Pick out and copy every line of the material below that contains the word "woman". Matching is case-sensitive.

#####

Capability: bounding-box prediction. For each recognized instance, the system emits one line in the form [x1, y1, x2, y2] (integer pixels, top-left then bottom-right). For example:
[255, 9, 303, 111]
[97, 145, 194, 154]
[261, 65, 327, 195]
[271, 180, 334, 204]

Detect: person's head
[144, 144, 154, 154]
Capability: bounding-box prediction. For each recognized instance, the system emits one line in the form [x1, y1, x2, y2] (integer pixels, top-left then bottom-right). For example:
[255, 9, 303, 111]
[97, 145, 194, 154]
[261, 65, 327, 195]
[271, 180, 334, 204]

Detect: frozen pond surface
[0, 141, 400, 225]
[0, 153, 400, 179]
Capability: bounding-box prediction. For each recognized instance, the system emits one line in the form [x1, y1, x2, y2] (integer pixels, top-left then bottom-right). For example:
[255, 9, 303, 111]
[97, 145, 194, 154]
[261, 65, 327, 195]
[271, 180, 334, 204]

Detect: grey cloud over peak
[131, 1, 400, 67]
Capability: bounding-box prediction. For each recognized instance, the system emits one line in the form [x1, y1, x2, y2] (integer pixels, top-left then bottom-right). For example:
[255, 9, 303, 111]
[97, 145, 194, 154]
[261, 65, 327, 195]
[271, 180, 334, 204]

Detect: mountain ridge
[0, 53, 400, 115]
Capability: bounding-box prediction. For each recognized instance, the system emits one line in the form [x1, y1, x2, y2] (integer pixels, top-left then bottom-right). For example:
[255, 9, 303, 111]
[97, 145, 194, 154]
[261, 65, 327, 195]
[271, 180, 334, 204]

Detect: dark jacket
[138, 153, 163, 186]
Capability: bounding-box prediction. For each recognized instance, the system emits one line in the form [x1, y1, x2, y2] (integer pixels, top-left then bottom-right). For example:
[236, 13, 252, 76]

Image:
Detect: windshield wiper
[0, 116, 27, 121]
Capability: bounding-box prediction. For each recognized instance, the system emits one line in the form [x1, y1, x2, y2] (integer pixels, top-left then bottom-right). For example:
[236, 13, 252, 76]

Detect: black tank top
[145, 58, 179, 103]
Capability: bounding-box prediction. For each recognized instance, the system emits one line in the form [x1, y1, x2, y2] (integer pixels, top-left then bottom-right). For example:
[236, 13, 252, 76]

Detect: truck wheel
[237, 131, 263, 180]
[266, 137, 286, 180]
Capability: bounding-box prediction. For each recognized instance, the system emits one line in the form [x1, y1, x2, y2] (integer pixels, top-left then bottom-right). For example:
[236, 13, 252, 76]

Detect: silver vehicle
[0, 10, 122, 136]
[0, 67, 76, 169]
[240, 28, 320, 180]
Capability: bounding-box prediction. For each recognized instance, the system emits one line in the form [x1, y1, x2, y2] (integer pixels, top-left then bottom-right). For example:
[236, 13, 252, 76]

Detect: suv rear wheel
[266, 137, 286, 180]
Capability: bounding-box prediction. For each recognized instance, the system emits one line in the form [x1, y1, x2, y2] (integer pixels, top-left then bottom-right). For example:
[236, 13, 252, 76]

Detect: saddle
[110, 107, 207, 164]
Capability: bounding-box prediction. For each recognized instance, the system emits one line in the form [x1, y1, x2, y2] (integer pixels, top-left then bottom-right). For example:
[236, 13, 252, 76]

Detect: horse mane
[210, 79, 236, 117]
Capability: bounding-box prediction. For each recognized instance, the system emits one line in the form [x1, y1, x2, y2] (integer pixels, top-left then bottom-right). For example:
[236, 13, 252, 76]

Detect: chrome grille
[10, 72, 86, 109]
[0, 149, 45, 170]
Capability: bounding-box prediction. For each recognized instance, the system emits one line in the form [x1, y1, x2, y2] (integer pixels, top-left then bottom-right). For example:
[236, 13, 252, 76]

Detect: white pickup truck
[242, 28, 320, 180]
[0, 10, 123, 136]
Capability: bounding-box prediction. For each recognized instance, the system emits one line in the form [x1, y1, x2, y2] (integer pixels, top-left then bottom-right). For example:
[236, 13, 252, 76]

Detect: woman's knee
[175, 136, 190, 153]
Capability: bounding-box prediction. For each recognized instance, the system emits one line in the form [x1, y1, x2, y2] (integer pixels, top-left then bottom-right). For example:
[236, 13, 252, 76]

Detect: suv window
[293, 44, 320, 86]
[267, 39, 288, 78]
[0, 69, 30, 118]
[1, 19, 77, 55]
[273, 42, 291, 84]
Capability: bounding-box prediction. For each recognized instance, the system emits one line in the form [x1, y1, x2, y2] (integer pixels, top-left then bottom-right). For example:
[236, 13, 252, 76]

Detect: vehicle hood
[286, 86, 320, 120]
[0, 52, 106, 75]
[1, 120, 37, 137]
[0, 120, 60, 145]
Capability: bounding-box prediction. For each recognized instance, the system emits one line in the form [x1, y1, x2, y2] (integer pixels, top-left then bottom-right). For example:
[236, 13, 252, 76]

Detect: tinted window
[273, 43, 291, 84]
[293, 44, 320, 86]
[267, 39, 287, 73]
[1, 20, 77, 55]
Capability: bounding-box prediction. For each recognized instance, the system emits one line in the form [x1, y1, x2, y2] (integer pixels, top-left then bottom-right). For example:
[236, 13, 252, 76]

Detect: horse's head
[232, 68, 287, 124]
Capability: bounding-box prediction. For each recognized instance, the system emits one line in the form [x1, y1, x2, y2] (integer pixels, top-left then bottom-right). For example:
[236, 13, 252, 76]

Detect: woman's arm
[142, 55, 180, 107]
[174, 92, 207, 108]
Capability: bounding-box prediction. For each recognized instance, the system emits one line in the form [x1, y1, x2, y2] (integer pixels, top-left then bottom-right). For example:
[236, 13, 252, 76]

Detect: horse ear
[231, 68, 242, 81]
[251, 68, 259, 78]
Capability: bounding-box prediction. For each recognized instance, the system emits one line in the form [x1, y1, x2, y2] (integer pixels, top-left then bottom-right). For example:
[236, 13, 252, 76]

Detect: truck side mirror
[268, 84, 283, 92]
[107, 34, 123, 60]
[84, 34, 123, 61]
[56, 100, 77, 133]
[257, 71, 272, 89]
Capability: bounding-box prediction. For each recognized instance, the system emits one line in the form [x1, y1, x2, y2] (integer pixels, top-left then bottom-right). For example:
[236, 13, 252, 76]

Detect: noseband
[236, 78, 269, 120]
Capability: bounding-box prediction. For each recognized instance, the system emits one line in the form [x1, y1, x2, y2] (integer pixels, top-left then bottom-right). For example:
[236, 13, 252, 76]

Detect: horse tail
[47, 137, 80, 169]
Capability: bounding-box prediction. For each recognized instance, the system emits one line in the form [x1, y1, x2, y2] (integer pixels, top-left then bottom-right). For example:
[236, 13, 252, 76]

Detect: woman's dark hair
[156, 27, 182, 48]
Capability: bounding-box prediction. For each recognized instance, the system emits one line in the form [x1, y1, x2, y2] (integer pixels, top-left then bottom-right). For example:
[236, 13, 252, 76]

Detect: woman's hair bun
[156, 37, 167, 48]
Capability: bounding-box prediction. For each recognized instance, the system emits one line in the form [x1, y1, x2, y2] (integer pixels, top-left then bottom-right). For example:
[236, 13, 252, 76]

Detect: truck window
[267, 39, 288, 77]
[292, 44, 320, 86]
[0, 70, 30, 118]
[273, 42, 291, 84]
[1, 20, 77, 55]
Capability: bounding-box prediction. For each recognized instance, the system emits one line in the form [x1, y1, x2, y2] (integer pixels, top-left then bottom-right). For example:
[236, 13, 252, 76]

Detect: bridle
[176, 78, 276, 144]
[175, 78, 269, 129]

#####

**Right answer**
Detect: woman's knee
Detect: woman's arm
Detect: woman's dark hair
Detect: woman's hair bun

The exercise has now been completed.